■ SUAS INSTRUÇÕES ■
Reproduza as entradas, começando na primeira linha delas e parando depois da linha que contém "M 61 245 L 61", redimensionando por um fator de 2,4 as coordenadas dos contornos de resposta, arredondadas para inteiros com metades para cima. Mantenha todas as outras linhas e números intactos e deixe as imagens fora da resposta.

■ MATERIAL A PROCESSAR ■
◆ ◆ ◆ ◆ ◆ ◆ ◆

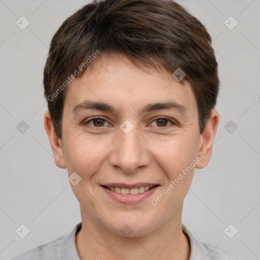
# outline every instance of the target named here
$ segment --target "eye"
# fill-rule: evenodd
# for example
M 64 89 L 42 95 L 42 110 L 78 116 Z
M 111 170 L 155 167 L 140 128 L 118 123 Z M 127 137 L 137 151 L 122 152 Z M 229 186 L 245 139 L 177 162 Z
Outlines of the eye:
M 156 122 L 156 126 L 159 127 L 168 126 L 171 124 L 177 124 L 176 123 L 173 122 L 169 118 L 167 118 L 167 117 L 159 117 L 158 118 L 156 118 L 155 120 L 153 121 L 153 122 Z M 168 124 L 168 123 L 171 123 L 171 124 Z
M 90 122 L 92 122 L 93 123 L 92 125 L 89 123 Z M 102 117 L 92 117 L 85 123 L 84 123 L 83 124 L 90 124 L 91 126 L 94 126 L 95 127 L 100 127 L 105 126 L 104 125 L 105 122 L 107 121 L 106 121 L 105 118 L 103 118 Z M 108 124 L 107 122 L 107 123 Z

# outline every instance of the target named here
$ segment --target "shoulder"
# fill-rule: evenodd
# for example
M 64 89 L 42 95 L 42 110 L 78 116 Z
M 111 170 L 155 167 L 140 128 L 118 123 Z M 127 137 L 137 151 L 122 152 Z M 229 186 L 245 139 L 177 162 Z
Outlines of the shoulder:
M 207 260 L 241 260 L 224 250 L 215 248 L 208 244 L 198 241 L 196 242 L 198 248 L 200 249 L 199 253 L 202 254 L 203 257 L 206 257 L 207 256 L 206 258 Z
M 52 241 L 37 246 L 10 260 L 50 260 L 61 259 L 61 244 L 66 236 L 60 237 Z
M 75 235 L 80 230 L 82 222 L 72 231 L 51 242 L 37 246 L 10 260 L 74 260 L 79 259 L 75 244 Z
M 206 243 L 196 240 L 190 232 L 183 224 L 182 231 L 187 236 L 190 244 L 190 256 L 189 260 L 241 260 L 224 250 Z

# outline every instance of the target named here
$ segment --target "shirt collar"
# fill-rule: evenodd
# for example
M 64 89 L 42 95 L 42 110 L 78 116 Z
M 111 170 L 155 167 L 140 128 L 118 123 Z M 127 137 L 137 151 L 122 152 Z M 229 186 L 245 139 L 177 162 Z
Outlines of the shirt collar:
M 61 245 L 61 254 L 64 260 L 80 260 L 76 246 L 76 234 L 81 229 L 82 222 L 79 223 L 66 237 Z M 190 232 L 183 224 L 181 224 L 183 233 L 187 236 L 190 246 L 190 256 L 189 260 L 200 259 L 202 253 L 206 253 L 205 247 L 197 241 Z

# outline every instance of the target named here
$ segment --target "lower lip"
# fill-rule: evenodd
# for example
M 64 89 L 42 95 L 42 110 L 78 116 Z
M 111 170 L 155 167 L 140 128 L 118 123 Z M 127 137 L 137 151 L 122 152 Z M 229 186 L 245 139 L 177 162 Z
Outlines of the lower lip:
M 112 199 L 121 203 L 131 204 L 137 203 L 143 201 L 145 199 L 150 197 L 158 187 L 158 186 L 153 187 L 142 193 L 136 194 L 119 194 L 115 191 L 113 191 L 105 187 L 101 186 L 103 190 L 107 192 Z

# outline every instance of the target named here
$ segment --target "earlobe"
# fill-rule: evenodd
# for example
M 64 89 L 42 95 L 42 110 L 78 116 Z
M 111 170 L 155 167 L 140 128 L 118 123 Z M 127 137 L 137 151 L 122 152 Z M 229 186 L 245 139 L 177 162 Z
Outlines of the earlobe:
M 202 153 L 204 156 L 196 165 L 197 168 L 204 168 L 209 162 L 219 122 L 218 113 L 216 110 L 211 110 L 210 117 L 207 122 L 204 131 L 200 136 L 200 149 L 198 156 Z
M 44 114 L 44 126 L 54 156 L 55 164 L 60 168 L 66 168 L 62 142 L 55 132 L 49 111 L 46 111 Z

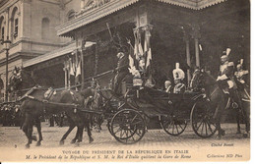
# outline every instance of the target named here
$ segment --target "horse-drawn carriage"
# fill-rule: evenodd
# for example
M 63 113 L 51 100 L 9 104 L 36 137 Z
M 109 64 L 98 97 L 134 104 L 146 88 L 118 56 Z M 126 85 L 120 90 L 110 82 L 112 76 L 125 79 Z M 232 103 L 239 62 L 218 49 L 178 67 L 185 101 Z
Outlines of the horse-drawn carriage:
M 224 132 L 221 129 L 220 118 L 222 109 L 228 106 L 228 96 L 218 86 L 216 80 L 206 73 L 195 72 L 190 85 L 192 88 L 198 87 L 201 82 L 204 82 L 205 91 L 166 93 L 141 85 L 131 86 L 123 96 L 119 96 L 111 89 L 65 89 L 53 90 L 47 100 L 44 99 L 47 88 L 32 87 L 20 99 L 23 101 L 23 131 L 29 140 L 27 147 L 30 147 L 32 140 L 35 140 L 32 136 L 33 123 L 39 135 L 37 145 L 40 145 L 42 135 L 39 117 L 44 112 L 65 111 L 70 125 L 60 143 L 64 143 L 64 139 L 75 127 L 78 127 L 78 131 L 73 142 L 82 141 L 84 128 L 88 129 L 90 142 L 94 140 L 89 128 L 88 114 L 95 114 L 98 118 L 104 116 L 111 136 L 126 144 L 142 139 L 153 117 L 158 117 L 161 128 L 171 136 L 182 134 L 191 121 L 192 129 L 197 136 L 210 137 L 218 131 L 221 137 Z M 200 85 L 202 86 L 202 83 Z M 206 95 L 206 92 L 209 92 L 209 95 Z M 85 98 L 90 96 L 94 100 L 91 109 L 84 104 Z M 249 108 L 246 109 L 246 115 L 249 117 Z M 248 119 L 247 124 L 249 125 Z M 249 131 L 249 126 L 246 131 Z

◆ ◆ ◆ ◆ ◆ ◆ ◆

■ RESPOSTA DO EXERCÍCIO ■
# outline every instance of the target named here
$ segment --target "eye"
# fill-rule: evenodd
# for example
M 64 89 L 42 95 L 42 110 L 78 116 Z
M 111 170 L 155 167 L 140 128 L 118 123 Z M 127 137 L 137 151 L 122 152 Z M 229 186 L 245 139 L 177 162 Z
Outlines of the eye:
M 374 293 L 374 302 L 382 305 L 403 302 L 410 298 L 425 298 L 422 295 L 415 293 L 406 283 L 401 283 L 401 281 L 382 281 L 379 283 L 374 283 L 372 288 L 367 290 L 367 293 Z M 403 298 L 403 295 L 410 295 L 410 298 Z
M 216 293 L 221 293 L 223 295 L 221 300 L 214 295 Z M 245 281 L 221 281 L 204 295 L 202 295 L 199 298 L 216 298 L 218 302 L 226 302 L 228 305 L 240 305 L 252 302 L 250 300 L 252 293 L 257 290 L 254 290 L 252 283 L 247 283 Z M 259 298 L 257 293 L 257 295 Z

# outline every instance of the target named here
$ segment --target "shoulder"
# fill-rule: evenodd
# for example
M 64 89 L 42 95 L 42 110 L 78 116 Z
M 111 170 L 155 167 L 140 128 L 118 123 Z M 127 137 L 137 151 L 122 152 Z M 229 186 L 245 139 L 177 162 Z
Outlines of the shoulder:
M 497 624 L 578 624 L 538 600 L 516 595 L 499 586 L 475 578 L 470 581 L 475 595 L 480 598 L 478 607 L 485 610 L 487 617 L 494 617 L 497 614 L 494 619 Z
M 125 578 L 89 590 L 24 624 L 120 624 L 146 622 L 146 586 L 158 566 L 144 569 Z
M 180 564 L 192 552 L 197 533 L 173 554 L 122 581 L 89 590 L 24 624 L 178 624 L 190 622 L 180 586 Z
M 494 583 L 470 576 L 456 557 L 439 538 L 437 554 L 449 566 L 456 586 L 456 614 L 454 624 L 578 624 L 538 600 Z

# outline every instance of the target named here
$ segment --target "shirt collar"
# fill-rule: evenodd
# for example
M 64 89 L 42 95 L 42 110 L 78 116 Z
M 111 170 L 155 167 L 140 128 L 118 123 Z M 127 137 L 137 151 L 122 152 Z M 229 186 L 245 139 L 177 162 Z
Outlines of the shirt collar:
M 146 588 L 146 610 L 154 624 L 192 624 L 182 590 L 182 562 L 194 550 L 197 533 L 190 535 L 158 569 Z M 456 557 L 439 538 L 434 538 L 439 559 L 449 566 L 456 590 L 456 614 L 454 624 L 480 622 L 485 607 L 494 607 L 492 593 L 473 578 Z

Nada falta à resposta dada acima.